--- Task details ---
Give back the passage below on the DNN development environment and data pre-processing, word for word and in full.

--- Page excerpt ---

——

2.4. Development Environment

Keras (version 2.8.0) of TensorFlow (version 2.8.2) was used to build a DNN in Python (version 3.7.14). The deep learning algorithm was implemented in the Colaboratory (version 18.04.5) environment provided by Google. We also used SimpleImputer in the scilkit-learn module (version 1.0.2) for data pre-processing.

2.5. Data Pre-Processing

As the first pre-processing, we handled the missing values. Samples with missing values in categorical variables were excluded from the data. Missing values of continuous variables were filled in with the mean value using SimpleImputer.

As the second pre-processing, we performed data encoding and data scaling. For data encoding, one-hot-encoding was applied to categorical variables. The values of continuous variables were scaled by data normalization, data standardization, and data quantile transformer (quartile data) methods. Data scaling is a process of data pre-processing to prevent the case where the deep learning algorithm converges to 0 or diverges to infinity during the learning process because the learning does not proceed smoothly when the data value is too large or too small.

——

--- Dataset entries ---
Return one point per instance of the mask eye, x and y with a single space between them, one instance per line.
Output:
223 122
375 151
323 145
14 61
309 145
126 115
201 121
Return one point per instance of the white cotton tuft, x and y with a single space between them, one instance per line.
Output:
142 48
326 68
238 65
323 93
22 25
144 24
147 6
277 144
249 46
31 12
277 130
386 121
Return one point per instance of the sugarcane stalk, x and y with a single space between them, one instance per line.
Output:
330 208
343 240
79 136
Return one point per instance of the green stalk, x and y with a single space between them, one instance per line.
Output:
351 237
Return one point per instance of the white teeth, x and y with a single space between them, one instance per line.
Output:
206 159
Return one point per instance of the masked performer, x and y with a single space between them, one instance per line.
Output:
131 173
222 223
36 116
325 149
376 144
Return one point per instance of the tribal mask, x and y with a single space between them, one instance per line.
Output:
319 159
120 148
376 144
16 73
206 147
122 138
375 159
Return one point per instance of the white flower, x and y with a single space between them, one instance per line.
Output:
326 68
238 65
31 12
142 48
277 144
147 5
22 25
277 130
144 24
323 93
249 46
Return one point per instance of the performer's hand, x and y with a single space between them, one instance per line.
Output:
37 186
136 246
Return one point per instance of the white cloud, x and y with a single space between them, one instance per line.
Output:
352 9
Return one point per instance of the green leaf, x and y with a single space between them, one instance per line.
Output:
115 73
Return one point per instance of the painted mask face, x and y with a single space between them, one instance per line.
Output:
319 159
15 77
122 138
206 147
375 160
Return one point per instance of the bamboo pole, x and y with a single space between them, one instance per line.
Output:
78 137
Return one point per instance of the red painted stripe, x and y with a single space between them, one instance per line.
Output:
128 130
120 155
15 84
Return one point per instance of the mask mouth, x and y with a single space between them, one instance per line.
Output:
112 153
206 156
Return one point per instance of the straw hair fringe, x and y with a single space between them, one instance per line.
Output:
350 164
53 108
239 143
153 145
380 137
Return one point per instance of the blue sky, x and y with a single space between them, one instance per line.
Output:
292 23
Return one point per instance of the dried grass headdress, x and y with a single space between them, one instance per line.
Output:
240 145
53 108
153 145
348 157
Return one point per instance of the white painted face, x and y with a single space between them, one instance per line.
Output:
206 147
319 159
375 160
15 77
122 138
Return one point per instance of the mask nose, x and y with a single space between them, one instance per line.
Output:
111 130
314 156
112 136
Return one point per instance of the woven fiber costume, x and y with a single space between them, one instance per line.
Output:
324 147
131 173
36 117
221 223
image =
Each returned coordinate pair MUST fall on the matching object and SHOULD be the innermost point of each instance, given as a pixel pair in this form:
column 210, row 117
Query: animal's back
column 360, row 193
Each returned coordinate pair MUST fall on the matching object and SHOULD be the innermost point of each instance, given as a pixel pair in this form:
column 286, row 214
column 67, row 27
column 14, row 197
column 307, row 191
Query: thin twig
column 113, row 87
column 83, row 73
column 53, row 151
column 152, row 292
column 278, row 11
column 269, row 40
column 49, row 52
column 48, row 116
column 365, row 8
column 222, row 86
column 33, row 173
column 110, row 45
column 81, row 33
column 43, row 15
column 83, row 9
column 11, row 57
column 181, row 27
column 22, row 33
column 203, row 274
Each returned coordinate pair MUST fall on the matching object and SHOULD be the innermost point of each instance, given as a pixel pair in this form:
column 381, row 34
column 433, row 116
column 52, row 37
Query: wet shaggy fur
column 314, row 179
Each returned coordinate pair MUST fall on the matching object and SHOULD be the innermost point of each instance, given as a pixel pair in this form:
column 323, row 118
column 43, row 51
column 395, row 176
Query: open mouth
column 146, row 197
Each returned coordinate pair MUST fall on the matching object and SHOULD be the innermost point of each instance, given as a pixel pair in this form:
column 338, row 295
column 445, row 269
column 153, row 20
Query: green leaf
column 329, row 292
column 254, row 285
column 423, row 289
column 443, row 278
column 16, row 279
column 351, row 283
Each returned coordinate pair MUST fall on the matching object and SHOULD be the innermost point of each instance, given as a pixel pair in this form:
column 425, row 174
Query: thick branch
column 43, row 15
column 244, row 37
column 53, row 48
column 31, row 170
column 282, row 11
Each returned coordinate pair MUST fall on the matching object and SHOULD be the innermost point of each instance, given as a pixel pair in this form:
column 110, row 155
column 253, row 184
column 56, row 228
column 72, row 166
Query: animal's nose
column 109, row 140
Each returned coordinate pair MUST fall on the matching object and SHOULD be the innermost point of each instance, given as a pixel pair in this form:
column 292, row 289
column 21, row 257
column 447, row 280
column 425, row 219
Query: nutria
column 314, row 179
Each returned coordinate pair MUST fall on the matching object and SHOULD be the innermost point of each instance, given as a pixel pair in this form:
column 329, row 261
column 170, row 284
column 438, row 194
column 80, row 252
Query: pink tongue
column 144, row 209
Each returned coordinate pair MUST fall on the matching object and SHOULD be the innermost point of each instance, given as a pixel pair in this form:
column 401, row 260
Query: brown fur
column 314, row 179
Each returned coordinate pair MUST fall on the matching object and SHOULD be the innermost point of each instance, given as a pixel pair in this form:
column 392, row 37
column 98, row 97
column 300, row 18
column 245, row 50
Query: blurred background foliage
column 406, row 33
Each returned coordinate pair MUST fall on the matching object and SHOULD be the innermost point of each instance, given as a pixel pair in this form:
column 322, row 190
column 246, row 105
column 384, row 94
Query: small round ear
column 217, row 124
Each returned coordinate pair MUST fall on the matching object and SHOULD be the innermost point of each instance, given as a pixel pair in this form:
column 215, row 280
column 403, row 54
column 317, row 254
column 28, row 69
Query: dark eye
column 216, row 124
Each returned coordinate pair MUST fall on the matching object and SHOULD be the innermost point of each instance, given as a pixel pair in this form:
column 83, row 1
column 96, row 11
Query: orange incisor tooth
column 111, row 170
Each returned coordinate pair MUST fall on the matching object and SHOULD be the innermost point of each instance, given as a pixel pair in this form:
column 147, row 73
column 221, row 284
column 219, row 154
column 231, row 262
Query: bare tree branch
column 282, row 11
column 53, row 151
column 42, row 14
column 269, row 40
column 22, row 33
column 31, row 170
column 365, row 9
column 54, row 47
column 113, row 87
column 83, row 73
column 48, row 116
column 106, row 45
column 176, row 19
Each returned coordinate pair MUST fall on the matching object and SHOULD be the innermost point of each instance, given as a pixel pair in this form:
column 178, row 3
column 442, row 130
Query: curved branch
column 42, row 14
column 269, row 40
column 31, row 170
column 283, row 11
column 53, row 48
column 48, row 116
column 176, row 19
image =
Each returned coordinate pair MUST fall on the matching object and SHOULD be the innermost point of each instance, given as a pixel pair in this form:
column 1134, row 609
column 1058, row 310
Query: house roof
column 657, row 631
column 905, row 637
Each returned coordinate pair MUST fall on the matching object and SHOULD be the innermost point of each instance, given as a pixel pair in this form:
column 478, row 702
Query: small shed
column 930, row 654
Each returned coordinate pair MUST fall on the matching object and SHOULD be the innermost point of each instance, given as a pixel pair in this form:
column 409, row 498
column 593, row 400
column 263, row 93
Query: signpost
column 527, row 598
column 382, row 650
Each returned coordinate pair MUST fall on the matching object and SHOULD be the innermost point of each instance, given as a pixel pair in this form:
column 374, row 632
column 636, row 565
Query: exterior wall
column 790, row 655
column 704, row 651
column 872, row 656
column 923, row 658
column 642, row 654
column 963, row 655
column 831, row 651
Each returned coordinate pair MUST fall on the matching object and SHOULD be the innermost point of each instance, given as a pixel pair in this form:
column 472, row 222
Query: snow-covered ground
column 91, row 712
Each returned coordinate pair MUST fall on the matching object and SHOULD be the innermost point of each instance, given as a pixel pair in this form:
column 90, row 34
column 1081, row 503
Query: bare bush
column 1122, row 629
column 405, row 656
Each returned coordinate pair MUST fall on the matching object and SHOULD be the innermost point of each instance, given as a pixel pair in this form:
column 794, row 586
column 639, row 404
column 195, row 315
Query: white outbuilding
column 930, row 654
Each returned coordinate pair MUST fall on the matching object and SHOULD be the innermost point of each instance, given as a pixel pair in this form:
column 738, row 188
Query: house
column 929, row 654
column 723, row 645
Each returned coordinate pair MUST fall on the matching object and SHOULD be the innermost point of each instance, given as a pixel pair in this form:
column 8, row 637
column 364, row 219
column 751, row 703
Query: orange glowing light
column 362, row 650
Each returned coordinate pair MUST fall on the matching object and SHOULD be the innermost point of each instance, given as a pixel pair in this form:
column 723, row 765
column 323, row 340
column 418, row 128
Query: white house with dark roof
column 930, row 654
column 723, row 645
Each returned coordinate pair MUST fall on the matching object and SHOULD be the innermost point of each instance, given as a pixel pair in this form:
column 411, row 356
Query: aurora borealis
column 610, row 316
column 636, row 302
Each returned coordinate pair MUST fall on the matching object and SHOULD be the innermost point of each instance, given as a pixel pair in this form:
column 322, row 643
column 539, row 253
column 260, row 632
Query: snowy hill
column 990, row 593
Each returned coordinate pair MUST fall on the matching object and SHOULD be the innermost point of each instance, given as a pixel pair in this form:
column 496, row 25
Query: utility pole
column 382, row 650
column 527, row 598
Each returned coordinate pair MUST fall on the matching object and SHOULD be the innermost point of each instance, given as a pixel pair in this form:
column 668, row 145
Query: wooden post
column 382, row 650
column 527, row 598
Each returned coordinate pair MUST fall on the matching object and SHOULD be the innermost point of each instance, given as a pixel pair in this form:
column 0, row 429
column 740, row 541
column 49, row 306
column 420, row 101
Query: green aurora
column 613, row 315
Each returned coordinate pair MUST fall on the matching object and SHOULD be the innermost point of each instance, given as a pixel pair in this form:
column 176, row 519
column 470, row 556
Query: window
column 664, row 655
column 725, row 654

——

--- Result of this task ---
2.4. Development Environment

Keras (version 2.8.0) of TensorFlow (version 2.8.2) was used to build a DNN in Python (version 3.7.14). The deep learning algorithm was implemented in the Colaboratory (version 18.04.5) environment provided by Google. We also used SimpleImputer in the scilkit-learn module (version 1.0.2) for data pre-processing.

2.5. Data Pre-Processing

As the first pre-processing, we handled the missing values. Samples with missing values in categorical variables were excluded from the data. Missing values of continuous variables were filled in with the mean value using SimpleImputer.

As the second pre-processing, we performed data encoding and data scaling. For data encoding, one-hot-encoding was applied to categorical variables. The values of continuous variables were scaled by data normalization, data standardization, and data quantile transformer (quartile data) methods. Data scaling is a process of data pre-processing to prevent the case where the deep learning algorithm converges to 0 or diverges to infinity during the learning process because the learning does not proceed smoothly when the data value is too large or too small.